§ WRITTEN INSTRUCTION
Find every line in the material below that contains the word "tile" and copy each one out in full.

_ _ _ _ _ _ _

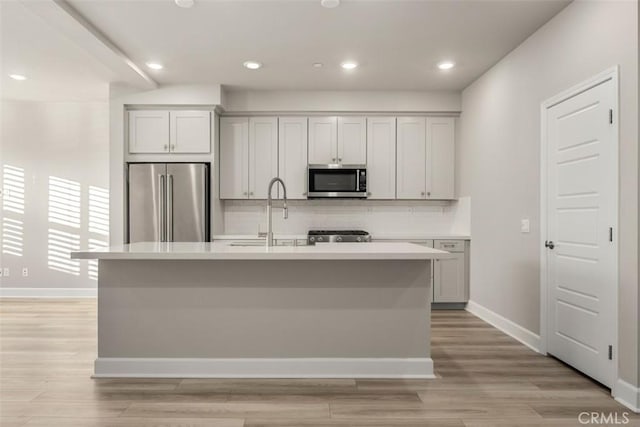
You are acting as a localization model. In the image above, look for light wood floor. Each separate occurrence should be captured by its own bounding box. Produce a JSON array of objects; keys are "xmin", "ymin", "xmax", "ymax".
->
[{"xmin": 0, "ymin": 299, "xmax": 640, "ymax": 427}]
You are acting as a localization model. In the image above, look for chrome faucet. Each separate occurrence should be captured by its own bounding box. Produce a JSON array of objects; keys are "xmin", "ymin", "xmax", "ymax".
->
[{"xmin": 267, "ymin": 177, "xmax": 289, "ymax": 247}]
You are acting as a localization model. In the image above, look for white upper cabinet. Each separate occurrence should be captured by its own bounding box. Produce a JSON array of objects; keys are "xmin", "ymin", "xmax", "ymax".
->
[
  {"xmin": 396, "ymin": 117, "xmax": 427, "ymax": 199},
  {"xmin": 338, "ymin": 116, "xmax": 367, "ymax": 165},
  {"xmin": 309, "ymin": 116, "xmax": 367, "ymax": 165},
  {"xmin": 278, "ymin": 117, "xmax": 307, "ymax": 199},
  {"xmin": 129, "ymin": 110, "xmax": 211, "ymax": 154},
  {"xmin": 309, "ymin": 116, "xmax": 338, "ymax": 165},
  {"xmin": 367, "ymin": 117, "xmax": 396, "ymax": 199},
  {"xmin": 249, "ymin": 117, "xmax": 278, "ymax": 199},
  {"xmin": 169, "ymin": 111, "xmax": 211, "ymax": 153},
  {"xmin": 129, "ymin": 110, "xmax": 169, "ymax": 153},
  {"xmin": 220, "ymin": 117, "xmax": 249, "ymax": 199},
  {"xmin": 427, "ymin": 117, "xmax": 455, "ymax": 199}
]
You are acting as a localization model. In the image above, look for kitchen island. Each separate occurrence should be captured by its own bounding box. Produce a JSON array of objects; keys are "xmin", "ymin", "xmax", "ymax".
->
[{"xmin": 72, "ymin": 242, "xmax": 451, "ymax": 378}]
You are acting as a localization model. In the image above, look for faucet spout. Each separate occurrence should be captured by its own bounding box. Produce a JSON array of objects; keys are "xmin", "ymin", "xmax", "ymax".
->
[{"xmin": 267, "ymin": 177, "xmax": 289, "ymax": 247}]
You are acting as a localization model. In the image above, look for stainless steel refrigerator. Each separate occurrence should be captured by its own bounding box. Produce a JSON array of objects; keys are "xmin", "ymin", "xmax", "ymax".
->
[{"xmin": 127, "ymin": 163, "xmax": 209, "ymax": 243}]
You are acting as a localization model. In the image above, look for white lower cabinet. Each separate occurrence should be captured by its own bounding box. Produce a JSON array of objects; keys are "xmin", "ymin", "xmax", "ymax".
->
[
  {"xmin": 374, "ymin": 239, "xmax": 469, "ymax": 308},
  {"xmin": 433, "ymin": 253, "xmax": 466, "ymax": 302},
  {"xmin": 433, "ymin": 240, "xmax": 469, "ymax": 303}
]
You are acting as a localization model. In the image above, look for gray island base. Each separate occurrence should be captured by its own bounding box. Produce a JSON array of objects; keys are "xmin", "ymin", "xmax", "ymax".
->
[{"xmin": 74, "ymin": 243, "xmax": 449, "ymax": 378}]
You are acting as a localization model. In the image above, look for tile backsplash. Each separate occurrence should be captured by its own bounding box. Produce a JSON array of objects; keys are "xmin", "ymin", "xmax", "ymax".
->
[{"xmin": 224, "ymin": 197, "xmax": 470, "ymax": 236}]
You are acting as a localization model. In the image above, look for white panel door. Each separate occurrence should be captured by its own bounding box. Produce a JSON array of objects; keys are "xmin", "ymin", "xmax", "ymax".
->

_ _ _ _ _ _ _

§ EXPECTED ANSWER
You are acting as a localization model. In the image above, look for tile backsplash. Each separate occurrence should be captured by its own bounding box. Produce a JSON array of objects; keys are "xmin", "ymin", "xmax", "ymax".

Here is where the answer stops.